*** Records ***

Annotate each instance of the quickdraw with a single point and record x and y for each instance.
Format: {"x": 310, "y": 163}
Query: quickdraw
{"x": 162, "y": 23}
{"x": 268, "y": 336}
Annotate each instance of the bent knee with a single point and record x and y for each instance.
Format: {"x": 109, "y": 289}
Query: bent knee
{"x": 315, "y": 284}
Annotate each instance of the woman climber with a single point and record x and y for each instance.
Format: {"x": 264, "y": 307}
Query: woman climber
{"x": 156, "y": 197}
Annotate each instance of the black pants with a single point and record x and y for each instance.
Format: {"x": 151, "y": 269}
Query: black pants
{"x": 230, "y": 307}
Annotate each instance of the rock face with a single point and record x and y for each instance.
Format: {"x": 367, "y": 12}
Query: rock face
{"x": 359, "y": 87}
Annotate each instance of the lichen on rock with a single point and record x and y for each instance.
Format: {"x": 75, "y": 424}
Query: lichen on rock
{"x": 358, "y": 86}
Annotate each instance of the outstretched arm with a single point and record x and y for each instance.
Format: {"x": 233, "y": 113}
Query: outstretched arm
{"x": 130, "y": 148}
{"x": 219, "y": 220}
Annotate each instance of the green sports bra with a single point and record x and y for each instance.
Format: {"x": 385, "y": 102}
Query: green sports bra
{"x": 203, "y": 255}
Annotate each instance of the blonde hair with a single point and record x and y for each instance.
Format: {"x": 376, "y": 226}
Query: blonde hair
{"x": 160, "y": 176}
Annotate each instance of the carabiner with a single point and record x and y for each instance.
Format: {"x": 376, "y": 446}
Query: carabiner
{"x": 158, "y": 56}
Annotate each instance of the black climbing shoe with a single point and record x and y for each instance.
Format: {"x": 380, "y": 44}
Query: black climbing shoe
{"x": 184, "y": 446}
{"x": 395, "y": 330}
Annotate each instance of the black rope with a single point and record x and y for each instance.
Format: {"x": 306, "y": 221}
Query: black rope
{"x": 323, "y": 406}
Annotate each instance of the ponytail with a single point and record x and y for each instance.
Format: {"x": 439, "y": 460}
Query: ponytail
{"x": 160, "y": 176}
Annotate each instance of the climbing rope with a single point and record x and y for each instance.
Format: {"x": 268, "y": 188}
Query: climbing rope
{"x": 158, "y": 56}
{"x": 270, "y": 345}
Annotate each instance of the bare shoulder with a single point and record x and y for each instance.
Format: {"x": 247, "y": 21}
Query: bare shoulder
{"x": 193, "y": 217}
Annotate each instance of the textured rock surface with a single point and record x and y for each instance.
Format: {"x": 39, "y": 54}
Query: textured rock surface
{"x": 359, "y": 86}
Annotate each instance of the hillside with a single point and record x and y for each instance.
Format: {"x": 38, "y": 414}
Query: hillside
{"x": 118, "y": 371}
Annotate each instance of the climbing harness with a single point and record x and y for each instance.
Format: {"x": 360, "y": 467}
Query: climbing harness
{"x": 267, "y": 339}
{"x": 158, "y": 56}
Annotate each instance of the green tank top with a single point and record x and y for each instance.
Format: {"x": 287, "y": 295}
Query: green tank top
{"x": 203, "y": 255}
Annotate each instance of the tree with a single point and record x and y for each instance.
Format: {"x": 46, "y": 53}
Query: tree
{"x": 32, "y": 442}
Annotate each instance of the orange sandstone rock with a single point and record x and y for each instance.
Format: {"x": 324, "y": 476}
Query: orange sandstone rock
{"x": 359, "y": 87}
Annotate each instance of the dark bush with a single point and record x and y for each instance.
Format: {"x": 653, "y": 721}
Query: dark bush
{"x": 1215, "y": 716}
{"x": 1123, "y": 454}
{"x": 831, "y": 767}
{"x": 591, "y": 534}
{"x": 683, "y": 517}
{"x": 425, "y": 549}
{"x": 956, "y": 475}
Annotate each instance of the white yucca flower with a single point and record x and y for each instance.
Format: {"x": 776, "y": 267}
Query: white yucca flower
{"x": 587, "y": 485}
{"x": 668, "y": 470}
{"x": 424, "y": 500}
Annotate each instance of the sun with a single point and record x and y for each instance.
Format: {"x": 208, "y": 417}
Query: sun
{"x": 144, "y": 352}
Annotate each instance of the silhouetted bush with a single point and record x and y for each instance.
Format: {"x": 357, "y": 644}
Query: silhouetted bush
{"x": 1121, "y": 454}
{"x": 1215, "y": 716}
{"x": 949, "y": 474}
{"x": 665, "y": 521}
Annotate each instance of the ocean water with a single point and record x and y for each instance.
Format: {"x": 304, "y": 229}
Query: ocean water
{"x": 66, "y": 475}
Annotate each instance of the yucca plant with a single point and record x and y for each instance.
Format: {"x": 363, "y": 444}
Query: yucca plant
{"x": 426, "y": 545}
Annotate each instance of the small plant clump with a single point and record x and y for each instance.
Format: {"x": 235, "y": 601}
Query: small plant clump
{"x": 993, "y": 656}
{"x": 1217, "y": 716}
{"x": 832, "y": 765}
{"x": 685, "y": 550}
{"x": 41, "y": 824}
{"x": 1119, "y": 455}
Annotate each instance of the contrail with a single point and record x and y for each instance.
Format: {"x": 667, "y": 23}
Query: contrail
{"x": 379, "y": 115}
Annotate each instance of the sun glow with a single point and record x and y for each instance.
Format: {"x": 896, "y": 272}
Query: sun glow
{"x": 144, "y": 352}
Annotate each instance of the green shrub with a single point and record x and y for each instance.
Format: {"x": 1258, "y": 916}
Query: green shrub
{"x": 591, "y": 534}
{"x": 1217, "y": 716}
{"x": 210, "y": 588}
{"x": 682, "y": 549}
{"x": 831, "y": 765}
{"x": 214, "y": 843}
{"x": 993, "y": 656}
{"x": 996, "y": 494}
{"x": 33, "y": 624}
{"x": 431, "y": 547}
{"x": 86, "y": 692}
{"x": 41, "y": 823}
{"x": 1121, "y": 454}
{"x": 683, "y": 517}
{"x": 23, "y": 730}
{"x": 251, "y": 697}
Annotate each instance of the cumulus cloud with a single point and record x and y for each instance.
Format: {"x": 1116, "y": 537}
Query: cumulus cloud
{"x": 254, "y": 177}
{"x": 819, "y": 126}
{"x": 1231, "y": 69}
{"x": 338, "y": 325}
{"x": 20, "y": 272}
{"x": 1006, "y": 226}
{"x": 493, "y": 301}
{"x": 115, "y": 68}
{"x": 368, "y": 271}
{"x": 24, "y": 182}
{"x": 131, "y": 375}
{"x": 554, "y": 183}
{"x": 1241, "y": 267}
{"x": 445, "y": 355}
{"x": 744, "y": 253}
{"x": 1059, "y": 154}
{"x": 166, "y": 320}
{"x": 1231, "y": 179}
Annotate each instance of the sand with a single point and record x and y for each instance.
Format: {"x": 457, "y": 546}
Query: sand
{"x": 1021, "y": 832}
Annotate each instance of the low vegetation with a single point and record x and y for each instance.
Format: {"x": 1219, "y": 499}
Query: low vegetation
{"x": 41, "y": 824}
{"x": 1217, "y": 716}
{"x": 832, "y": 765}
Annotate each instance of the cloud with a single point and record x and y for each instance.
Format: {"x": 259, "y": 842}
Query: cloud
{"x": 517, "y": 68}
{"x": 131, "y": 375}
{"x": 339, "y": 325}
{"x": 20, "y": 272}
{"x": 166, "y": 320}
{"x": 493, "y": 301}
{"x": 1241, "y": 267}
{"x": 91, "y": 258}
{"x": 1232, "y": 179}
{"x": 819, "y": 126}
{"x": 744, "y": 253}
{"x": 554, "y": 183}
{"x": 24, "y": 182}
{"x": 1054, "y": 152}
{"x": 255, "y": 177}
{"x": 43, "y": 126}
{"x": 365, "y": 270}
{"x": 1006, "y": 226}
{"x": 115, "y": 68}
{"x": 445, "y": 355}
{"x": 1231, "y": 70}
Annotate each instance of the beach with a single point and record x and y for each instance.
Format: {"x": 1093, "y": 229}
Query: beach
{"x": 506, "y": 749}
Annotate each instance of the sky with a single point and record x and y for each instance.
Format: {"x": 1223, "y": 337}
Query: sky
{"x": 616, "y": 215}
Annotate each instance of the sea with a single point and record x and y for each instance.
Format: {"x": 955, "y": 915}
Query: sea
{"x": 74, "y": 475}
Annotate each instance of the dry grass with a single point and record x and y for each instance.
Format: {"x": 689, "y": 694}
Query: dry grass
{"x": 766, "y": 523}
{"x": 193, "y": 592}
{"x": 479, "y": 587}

***

#### Your goal:
Write out the lines above from the one containing "Annotate each instance of the sand" through the last, exactly as they are.

#### Response:
Annotate each instance of the sand with a single point and record x and y for each instance.
Format: {"x": 457, "y": 546}
Query: sand
{"x": 1021, "y": 832}
Annotate each instance of the low vegetation with a single point and record x and y for each instance.
Format: {"x": 1219, "y": 499}
Query: low vegetation
{"x": 41, "y": 824}
{"x": 1217, "y": 716}
{"x": 832, "y": 765}
Annotate each instance of the cloud with a single point and record x and y for each instance.
Format: {"x": 259, "y": 842}
Query: cloud
{"x": 517, "y": 68}
{"x": 131, "y": 375}
{"x": 339, "y": 325}
{"x": 20, "y": 272}
{"x": 166, "y": 320}
{"x": 493, "y": 301}
{"x": 1241, "y": 267}
{"x": 91, "y": 258}
{"x": 1232, "y": 179}
{"x": 819, "y": 126}
{"x": 744, "y": 253}
{"x": 554, "y": 183}
{"x": 24, "y": 182}
{"x": 1054, "y": 152}
{"x": 255, "y": 177}
{"x": 43, "y": 126}
{"x": 365, "y": 270}
{"x": 1006, "y": 226}
{"x": 115, "y": 68}
{"x": 445, "y": 355}
{"x": 1231, "y": 70}
Annotate each instance of the beach with a single point and record x and y for each instance.
Format: {"x": 1093, "y": 229}
Query: beach
{"x": 506, "y": 749}
Annotate each instance of the sky with a single point and record x and y for each instance.
Format: {"x": 1223, "y": 337}
Query: sky
{"x": 616, "y": 215}
Annotate each instance of the sea with a single point and record x and y for each instance.
Format: {"x": 955, "y": 915}
Query: sea
{"x": 74, "y": 475}
Annotate each instance of the dry grass with a single point and record x and y for each instance.
Format: {"x": 689, "y": 694}
Query: dry grass
{"x": 766, "y": 523}
{"x": 193, "y": 592}
{"x": 479, "y": 587}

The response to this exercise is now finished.